#### [Problem requirements]
Look for the word "blonde" in the entries below, then copy every line that has it.

<<<<

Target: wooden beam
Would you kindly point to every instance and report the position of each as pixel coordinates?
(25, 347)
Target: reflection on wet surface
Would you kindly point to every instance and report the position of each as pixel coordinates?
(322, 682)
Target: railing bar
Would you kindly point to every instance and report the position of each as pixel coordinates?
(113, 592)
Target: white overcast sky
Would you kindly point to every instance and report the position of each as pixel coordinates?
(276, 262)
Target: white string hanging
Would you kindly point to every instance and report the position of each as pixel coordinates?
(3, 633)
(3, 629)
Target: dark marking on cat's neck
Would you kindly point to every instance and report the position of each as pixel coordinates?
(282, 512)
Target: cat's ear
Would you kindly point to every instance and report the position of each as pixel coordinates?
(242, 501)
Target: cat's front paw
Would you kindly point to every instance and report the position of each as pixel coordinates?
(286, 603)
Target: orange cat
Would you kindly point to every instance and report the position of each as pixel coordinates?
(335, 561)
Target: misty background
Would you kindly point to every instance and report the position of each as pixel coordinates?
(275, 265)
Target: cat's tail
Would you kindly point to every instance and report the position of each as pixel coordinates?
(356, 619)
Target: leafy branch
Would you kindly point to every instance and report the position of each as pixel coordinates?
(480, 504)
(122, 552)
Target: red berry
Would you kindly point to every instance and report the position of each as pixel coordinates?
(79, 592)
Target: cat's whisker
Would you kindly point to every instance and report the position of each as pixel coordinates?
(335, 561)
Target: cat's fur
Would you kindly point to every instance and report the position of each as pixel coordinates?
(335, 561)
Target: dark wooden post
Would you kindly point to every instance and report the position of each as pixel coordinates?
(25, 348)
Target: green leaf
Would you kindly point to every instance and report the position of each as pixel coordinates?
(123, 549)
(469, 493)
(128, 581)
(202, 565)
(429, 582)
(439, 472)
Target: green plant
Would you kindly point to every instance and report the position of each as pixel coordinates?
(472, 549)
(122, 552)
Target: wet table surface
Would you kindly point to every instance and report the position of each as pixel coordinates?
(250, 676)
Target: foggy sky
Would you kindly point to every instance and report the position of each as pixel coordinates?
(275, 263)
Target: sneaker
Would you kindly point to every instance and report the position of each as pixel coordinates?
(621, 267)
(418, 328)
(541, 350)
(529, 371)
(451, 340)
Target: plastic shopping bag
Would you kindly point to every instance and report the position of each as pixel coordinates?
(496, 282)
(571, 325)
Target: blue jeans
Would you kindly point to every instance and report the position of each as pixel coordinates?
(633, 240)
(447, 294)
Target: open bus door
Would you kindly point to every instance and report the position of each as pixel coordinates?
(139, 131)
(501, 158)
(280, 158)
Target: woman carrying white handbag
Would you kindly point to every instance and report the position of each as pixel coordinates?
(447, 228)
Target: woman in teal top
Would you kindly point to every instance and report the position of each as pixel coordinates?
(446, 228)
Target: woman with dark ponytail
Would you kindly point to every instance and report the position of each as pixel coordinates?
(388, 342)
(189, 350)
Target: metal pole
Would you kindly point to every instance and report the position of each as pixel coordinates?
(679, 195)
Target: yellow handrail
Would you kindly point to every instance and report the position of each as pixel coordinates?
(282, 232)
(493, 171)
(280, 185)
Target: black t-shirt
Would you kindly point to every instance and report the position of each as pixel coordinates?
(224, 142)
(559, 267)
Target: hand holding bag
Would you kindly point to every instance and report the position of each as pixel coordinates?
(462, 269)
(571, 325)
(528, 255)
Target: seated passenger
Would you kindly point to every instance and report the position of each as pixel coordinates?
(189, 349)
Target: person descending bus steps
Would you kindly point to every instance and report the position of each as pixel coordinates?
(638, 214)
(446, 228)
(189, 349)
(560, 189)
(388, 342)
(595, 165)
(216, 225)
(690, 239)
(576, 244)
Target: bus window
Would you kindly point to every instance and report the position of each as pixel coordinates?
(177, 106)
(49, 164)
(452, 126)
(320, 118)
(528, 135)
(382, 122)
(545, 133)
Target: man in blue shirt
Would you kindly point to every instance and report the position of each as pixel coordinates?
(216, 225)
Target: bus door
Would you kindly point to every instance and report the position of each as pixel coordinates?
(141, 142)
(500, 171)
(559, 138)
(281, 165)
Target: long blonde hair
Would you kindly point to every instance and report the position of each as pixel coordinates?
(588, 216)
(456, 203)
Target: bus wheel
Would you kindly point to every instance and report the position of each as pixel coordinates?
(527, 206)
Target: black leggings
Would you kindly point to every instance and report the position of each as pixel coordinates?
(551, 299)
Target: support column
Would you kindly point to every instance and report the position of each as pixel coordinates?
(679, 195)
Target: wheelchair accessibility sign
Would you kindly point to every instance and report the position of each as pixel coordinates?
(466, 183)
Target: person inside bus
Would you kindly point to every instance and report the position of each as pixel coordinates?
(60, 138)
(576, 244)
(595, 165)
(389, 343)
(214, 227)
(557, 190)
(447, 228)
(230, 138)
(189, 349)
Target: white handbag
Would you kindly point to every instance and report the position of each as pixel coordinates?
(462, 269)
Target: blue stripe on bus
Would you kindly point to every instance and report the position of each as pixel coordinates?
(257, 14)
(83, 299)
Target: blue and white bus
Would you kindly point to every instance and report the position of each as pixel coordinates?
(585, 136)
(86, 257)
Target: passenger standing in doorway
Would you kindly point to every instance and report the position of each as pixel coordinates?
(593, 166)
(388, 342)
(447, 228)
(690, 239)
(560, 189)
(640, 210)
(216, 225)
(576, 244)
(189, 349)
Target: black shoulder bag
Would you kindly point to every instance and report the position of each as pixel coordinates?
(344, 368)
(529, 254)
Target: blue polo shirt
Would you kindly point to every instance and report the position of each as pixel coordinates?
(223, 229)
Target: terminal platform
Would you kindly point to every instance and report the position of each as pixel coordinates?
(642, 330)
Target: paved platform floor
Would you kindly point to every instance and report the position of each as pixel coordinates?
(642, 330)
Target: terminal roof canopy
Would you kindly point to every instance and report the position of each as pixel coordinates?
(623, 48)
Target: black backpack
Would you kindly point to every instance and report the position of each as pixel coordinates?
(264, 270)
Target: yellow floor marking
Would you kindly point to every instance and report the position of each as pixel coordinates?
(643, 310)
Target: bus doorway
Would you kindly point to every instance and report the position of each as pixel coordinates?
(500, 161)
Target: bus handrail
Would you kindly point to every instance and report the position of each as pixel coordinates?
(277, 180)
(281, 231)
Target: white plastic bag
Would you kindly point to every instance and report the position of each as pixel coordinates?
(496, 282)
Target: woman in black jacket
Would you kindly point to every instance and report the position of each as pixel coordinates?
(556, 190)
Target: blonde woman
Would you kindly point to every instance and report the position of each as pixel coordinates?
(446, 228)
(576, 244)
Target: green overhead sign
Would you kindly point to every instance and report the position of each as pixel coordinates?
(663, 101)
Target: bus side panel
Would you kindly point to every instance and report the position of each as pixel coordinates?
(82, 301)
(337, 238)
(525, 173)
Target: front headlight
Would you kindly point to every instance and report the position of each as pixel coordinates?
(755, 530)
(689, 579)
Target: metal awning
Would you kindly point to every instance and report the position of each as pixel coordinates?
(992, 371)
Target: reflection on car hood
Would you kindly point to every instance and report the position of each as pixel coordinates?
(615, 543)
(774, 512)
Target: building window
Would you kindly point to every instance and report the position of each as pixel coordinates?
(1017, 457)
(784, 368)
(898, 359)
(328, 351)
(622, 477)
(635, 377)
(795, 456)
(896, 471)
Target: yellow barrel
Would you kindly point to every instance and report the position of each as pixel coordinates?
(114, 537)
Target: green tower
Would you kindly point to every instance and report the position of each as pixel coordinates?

>>>>

#### [Task solution]
Target: long blonde hair
Target: blonde woman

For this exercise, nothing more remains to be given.